Data records:
========================================

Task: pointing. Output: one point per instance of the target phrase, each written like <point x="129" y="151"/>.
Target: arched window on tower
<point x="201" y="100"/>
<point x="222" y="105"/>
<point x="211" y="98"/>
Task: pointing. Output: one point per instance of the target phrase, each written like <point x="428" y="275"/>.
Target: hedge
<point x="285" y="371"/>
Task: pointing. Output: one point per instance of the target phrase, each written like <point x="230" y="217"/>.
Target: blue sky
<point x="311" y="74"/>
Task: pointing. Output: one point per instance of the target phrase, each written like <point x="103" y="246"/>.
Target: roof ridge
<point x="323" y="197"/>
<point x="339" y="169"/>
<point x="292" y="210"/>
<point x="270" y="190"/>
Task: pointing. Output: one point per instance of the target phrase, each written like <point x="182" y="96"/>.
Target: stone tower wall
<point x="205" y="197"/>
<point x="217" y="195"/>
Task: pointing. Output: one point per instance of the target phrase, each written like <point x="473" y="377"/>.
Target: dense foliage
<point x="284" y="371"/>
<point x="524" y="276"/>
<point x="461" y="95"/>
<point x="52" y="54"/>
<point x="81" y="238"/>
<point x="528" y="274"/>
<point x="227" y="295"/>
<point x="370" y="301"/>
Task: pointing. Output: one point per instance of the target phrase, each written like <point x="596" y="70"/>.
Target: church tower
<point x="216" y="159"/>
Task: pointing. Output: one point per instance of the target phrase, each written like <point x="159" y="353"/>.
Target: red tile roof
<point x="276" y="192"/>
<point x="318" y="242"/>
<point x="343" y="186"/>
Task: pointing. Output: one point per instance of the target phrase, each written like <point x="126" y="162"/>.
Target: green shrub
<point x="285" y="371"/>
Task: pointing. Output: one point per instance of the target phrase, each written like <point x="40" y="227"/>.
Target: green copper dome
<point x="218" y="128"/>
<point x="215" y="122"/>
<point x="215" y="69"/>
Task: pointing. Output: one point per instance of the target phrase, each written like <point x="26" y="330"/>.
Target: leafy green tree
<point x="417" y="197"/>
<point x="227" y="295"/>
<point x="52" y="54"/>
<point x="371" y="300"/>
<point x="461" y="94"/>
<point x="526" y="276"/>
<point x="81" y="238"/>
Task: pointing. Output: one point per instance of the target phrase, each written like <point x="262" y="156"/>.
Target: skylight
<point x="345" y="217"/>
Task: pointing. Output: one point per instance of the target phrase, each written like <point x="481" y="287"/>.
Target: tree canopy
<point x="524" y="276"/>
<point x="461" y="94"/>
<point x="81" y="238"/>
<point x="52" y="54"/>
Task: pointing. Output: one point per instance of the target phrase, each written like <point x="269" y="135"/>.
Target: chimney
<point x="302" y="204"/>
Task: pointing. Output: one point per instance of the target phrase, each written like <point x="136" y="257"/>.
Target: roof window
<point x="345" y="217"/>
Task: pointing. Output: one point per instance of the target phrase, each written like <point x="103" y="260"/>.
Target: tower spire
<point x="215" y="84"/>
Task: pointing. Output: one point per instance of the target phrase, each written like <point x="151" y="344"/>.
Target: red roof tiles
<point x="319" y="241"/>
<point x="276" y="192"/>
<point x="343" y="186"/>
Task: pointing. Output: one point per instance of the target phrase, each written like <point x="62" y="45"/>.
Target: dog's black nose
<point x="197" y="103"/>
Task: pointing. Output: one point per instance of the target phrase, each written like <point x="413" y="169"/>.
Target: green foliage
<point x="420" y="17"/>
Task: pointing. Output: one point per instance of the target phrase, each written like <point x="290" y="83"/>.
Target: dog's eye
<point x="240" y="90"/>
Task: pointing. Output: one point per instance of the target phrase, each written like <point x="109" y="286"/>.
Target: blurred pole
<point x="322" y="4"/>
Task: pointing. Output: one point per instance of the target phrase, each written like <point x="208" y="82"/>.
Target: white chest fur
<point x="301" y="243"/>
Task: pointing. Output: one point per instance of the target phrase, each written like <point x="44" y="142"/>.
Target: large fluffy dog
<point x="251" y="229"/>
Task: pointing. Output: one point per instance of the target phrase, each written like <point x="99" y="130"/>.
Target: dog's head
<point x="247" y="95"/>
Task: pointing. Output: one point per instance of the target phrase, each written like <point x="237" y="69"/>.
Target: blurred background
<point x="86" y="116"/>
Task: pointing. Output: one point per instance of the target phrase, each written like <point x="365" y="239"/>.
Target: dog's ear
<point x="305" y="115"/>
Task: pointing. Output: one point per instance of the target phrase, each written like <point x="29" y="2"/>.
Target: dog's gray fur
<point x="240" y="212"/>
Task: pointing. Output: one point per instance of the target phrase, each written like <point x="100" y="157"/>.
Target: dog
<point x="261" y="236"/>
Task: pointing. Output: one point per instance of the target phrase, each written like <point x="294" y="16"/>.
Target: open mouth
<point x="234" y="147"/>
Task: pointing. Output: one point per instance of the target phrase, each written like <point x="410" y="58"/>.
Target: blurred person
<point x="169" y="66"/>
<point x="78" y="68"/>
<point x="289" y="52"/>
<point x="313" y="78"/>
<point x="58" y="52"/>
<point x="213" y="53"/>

========================================

__Assignment__.
Your job is to write out the data exactly as it stands.

__Answer space__.
Task: pointing. Output: one point per instance of the target phrase, each written like <point x="129" y="151"/>.
Target: arched window on tower
<point x="201" y="100"/>
<point x="222" y="105"/>
<point x="211" y="98"/>
Task: pointing. Output: one point per instance of the target phrase, each written like <point x="428" y="275"/>.
Target: hedge
<point x="285" y="371"/>
Task: pointing. Output: one point per instance of the target phrase, each written like <point x="230" y="217"/>.
Target: blue sky
<point x="311" y="74"/>
Task: pointing. Output: one point per instance of the target phrase, each written like <point x="103" y="246"/>.
Target: roof ridge
<point x="323" y="197"/>
<point x="339" y="169"/>
<point x="292" y="210"/>
<point x="270" y="190"/>
Task: pointing. Output: one point per instance of the target phrase, each written like <point x="182" y="96"/>.
Target: stone tower wall
<point x="205" y="197"/>
<point x="217" y="195"/>
Task: pointing. Output: one point per instance of the target phrase, each written like <point x="473" y="377"/>.
Target: dense foliage
<point x="284" y="371"/>
<point x="524" y="276"/>
<point x="461" y="95"/>
<point x="52" y="54"/>
<point x="81" y="238"/>
<point x="528" y="274"/>
<point x="227" y="295"/>
<point x="370" y="301"/>
Task: pointing. Output: one point per instance of the target phrase, each written like <point x="596" y="70"/>.
Target: church tower
<point x="216" y="159"/>
Task: pointing. Output: one point per instance of the target phrase, each written like <point x="159" y="353"/>.
Target: red tile roof
<point x="276" y="192"/>
<point x="318" y="242"/>
<point x="343" y="186"/>
Task: pointing. Output: one point per instance of the target phrase, each written like <point x="126" y="162"/>.
Target: green shrub
<point x="285" y="371"/>
Task: pointing. Output: one point per instance of the target phrase, each written like <point x="40" y="227"/>.
Target: green copper dome
<point x="218" y="128"/>
<point x="215" y="122"/>
<point x="215" y="69"/>
Task: pointing. Output: one point per instance of the target phrase, each written like <point x="26" y="330"/>.
Target: leafy green tree
<point x="417" y="197"/>
<point x="227" y="295"/>
<point x="52" y="54"/>
<point x="371" y="300"/>
<point x="461" y="94"/>
<point x="526" y="276"/>
<point x="81" y="238"/>
Task: pointing. Output: one point per instance of the target phrase, each written like <point x="262" y="156"/>.
Target: skylight
<point x="345" y="217"/>
Task: pointing. Output: one point per instance of the target phrase, each written like <point x="481" y="287"/>.
Target: tree canopy
<point x="524" y="276"/>
<point x="461" y="94"/>
<point x="81" y="238"/>
<point x="52" y="54"/>
Task: pointing. Output: one point per instance of the target phrase, each written like <point x="269" y="135"/>.
Target: chimney
<point x="302" y="204"/>
Task: pointing. Output: one point per instance of the target phrase, each written like <point x="136" y="257"/>.
Target: roof window
<point x="345" y="217"/>
Task: pointing. Output: one point per instance of the target phrase, each written like <point x="103" y="260"/>.
Target: tower spire
<point x="215" y="84"/>
Task: pointing. Output: one point per instance of the target phrase, each written like <point x="151" y="344"/>.
Target: red roof tiles
<point x="319" y="241"/>
<point x="276" y="192"/>
<point x="343" y="186"/>
Task: pointing. Output: one point per instance of the target phrase, each written like <point x="62" y="45"/>.
Target: dog's black nose
<point x="197" y="103"/>
Task: pointing. Output: one point per instance of the target phrase, each written like <point x="413" y="169"/>.
Target: green foliage
<point x="420" y="17"/>
Task: pointing. Output: one point per instance of the target phrase, each written like <point x="290" y="83"/>.
Target: dog's eye
<point x="240" y="90"/>
Task: pointing. Output: one point per instance of the target phrase, each written like <point x="109" y="286"/>.
Target: blurred pole
<point x="322" y="4"/>
Task: pointing. Output: one point per instance of the target phrase, each written like <point x="208" y="82"/>.
Target: white chest fur
<point x="301" y="243"/>
Task: pointing. Output: one point per instance of the target phrase, each written like <point x="44" y="142"/>.
Target: large fluffy dog
<point x="251" y="229"/>
Task: pointing. Output: one point per instance of the target phrase, each written like <point x="99" y="130"/>.
Target: dog's head
<point x="247" y="95"/>
Task: pointing. Output: one point per instance of the target phrase, each written like <point x="237" y="69"/>.
Target: blurred background
<point x="86" y="116"/>
Task: pointing. Output: one point per instance of the target phrase, each written like <point x="365" y="239"/>.
Target: dog's ear
<point x="305" y="115"/>
Task: pointing. Output: one point per instance of the target phrase, each written like <point x="29" y="2"/>.
Target: dog's gray fur
<point x="240" y="212"/>
Task: pointing. Output: one point per instance of the target phrase, each written like <point x="100" y="157"/>.
Target: dog
<point x="261" y="236"/>
Task: pointing. Output: one point per instance of the target phrase, each written like <point x="294" y="16"/>.
Target: open mouth
<point x="234" y="147"/>
Task: pointing. Output: one point per instance of the target phrase, each written like <point x="410" y="58"/>.
Target: blurred person
<point x="169" y="66"/>
<point x="78" y="68"/>
<point x="289" y="52"/>
<point x="313" y="78"/>
<point x="58" y="52"/>
<point x="213" y="53"/>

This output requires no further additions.